[Start of section]

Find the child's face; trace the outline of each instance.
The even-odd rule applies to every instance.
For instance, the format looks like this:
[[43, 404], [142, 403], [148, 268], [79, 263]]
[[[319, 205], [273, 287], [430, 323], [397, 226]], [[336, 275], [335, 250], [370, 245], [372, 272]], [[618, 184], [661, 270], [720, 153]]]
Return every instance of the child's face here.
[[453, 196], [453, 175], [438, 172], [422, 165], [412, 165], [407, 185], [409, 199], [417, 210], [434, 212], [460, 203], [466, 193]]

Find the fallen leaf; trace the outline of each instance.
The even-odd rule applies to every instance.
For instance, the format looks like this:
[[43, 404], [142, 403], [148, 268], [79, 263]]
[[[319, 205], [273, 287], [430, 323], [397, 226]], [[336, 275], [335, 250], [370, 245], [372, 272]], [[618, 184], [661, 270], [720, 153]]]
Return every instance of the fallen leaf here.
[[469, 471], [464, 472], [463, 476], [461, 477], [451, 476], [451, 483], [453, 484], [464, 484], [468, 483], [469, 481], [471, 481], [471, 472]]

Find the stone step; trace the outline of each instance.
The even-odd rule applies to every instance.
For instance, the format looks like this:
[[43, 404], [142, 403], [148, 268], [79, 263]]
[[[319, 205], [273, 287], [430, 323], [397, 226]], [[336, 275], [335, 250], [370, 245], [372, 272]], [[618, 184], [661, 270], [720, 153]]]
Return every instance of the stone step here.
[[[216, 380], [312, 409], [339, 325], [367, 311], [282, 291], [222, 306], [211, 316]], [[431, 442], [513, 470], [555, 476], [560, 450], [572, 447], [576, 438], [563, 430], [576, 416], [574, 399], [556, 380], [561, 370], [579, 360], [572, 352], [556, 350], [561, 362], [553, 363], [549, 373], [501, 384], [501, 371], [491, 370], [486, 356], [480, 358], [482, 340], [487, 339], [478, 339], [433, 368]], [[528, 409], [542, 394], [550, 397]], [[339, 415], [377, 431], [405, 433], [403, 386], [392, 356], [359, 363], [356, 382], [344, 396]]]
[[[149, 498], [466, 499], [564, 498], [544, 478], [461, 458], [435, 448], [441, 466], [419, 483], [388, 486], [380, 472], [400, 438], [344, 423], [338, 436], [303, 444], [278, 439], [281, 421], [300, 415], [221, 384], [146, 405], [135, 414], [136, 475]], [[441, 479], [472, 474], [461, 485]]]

[End of section]

◆ Work instruction
Answer with one number, namely how many lines of the material hold the string "Find".

◆ Solution for this exercise
3